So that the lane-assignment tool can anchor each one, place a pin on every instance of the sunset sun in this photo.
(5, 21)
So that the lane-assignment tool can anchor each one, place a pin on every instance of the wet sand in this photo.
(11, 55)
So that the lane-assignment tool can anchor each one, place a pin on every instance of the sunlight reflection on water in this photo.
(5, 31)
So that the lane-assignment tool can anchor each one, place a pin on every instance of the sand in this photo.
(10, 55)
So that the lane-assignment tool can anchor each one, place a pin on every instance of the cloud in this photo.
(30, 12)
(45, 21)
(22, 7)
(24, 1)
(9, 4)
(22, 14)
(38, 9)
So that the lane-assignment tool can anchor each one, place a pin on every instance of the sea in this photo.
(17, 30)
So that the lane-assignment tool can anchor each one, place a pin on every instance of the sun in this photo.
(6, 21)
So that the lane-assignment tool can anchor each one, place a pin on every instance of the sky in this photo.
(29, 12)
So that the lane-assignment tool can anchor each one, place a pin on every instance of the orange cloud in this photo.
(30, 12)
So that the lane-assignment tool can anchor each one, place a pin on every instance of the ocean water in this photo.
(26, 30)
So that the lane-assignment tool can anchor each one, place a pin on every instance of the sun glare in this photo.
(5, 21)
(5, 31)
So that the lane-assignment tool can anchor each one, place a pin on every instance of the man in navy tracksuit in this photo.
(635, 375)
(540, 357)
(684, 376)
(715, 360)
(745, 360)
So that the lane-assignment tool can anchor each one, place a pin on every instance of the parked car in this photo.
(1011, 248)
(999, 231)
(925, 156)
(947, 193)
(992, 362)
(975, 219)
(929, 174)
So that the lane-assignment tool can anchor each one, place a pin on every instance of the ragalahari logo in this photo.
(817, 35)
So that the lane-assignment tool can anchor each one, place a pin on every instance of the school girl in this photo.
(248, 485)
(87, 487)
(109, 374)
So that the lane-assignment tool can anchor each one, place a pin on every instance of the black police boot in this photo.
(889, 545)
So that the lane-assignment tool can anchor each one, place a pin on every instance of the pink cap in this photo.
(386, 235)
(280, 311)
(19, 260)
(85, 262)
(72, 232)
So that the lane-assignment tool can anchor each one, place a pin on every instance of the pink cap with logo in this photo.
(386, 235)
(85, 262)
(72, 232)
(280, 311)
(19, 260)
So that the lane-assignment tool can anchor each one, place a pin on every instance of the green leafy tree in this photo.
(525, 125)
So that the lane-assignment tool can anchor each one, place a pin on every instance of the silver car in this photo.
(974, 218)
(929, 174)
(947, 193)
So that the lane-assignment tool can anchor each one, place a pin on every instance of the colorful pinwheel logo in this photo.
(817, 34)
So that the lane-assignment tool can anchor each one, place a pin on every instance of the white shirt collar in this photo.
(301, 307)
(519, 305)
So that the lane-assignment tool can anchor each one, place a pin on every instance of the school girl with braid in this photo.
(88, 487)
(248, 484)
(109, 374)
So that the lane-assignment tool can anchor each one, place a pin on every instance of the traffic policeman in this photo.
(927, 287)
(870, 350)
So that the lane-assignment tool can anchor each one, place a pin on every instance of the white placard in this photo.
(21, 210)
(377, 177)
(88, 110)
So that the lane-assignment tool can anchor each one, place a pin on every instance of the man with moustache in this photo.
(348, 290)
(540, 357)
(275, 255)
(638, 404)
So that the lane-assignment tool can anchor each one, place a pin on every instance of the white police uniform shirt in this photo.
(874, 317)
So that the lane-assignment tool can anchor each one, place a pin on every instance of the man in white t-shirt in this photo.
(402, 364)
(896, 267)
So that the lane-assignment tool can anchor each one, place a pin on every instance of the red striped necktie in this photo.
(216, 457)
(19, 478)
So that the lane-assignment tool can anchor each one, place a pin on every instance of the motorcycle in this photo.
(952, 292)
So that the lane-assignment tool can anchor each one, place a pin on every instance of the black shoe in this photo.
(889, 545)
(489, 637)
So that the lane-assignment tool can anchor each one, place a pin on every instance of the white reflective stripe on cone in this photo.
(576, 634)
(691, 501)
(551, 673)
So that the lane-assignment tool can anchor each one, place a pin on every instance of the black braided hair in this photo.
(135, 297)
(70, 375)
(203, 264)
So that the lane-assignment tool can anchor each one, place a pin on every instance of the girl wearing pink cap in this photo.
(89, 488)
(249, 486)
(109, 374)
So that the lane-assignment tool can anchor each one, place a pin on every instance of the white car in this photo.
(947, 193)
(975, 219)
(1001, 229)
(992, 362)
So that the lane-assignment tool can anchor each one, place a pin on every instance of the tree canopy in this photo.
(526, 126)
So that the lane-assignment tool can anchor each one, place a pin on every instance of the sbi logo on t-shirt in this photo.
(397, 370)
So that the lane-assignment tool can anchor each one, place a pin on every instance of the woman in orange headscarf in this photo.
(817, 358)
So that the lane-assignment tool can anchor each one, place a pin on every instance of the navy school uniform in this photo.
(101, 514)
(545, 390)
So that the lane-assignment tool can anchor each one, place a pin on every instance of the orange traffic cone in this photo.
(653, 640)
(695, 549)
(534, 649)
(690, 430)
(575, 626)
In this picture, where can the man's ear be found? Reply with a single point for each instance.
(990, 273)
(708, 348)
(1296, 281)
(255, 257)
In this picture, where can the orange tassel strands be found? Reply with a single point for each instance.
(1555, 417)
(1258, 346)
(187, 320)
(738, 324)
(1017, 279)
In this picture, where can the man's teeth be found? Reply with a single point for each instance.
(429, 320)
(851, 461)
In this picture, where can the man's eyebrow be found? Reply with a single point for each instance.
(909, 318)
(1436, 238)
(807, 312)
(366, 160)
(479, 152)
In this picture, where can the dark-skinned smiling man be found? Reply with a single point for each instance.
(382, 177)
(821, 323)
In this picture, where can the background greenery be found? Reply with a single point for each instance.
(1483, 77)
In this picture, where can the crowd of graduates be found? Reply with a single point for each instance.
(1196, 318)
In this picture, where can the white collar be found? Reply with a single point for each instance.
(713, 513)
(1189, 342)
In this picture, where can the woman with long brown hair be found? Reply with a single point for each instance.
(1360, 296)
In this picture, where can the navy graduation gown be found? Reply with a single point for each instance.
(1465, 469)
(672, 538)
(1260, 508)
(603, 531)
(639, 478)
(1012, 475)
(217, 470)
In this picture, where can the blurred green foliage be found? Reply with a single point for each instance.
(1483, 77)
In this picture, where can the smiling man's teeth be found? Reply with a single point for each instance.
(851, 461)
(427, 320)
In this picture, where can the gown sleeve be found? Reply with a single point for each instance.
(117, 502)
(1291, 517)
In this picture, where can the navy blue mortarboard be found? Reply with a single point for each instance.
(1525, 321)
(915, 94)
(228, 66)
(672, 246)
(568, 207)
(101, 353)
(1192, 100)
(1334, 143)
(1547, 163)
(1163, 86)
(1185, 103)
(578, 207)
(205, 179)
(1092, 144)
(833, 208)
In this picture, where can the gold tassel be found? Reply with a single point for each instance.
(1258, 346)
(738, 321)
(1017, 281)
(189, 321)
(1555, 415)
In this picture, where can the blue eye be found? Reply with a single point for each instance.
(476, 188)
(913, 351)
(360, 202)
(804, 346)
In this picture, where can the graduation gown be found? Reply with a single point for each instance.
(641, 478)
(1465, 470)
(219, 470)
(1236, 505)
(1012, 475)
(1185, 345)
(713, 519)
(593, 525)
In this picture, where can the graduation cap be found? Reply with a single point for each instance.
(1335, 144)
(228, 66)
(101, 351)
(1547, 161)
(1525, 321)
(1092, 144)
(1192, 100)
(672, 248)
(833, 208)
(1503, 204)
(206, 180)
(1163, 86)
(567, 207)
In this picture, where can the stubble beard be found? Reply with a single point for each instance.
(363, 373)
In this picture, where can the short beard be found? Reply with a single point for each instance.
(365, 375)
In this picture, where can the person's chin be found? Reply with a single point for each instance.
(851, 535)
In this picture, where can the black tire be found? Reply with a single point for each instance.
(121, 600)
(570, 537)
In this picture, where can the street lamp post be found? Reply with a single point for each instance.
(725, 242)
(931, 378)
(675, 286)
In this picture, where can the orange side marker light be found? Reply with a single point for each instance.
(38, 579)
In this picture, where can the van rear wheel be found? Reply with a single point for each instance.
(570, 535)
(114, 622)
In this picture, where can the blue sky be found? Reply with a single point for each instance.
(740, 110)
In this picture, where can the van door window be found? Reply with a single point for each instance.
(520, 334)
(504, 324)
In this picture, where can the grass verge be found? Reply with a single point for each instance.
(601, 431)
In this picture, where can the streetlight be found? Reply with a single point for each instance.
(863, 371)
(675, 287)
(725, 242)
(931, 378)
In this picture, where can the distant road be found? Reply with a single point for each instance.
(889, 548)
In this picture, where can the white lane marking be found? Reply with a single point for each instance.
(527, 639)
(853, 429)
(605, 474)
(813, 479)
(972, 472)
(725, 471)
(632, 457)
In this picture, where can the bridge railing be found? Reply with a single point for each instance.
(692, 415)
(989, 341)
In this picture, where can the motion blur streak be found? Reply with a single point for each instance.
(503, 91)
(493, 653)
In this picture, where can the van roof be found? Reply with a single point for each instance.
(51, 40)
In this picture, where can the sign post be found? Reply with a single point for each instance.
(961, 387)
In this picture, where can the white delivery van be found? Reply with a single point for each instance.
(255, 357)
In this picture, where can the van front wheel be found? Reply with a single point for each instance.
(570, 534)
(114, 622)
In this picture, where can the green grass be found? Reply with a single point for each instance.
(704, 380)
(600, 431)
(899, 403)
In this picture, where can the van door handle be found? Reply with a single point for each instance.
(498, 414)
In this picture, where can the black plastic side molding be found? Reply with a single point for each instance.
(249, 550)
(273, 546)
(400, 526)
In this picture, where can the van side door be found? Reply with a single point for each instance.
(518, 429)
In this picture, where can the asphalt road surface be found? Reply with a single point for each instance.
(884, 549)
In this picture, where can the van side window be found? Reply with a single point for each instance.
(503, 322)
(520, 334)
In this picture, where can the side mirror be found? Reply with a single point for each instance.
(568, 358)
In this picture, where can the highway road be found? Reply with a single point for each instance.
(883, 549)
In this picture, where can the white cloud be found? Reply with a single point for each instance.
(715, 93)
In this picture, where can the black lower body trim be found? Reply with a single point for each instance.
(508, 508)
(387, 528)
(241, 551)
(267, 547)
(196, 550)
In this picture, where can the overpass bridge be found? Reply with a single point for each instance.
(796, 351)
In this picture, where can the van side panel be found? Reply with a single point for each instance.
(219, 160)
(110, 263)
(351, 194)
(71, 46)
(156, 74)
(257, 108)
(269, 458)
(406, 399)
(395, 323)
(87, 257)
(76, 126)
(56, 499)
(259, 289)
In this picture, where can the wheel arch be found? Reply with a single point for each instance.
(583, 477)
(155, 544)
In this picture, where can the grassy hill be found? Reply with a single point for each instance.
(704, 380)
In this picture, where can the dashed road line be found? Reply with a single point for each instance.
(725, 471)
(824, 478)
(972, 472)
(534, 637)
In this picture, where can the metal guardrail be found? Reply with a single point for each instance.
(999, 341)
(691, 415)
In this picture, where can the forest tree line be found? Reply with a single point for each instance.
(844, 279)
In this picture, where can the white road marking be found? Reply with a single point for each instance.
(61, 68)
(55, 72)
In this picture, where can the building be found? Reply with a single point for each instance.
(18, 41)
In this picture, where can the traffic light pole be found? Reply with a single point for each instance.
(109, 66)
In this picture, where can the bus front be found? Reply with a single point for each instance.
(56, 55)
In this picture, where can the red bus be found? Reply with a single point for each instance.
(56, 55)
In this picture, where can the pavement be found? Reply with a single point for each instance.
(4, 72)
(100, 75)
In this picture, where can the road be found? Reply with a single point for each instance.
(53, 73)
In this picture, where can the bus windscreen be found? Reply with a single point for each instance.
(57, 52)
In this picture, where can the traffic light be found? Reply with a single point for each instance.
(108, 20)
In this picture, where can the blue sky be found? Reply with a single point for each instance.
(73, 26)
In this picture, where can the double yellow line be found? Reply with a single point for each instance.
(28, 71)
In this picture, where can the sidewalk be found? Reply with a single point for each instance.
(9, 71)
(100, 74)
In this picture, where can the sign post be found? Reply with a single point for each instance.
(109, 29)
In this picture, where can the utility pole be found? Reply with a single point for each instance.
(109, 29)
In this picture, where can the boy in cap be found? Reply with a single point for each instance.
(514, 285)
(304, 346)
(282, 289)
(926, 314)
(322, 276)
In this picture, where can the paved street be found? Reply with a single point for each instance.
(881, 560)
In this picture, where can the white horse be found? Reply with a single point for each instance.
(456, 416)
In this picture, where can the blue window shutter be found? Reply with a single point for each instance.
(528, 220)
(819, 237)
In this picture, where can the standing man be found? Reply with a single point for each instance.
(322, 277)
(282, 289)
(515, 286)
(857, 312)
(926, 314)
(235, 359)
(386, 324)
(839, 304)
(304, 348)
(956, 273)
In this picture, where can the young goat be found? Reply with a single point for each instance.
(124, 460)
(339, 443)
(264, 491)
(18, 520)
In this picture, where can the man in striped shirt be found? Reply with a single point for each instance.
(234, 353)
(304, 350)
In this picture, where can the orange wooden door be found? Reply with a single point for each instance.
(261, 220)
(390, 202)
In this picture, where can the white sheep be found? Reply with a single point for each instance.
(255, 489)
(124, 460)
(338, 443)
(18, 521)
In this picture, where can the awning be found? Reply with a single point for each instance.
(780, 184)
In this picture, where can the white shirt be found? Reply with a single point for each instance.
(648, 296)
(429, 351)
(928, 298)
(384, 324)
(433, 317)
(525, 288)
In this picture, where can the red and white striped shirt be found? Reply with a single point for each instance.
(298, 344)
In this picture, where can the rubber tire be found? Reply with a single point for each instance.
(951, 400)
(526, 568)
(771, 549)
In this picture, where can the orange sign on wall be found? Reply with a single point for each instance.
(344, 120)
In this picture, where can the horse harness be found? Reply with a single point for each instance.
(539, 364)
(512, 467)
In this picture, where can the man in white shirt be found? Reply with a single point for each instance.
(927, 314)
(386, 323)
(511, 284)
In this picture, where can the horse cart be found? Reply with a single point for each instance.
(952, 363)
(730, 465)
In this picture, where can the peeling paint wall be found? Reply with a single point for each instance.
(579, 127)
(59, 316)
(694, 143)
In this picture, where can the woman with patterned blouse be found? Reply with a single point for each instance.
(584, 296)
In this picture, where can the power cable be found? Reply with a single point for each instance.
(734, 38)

==*==

● PROBLEM TO SOLVE: Beginning at the line that holds "In this picture, where can the horse harness", reproduce each line of the records above down to and including the last one.

● ANSWER TO THIS TASK:
In this picture, where can the horse harness be found? Reply with a single point for each instance.
(539, 364)
(512, 467)
In this picture, where can the man in white shirt be found? Reply with a single point for each instance.
(927, 314)
(386, 323)
(511, 284)
In this picture, where can the horse cart be found? Reply with a single point for each instance.
(952, 363)
(730, 465)
In this picture, where can the peeling paint wall be found? Reply with a single point for each instance.
(579, 127)
(59, 316)
(694, 143)
In this picture, where can the woman with patterned blouse be found? Reply with a single point for each instance.
(584, 296)
In this picture, where can the power cable be found? Reply with a single point for each instance.
(734, 38)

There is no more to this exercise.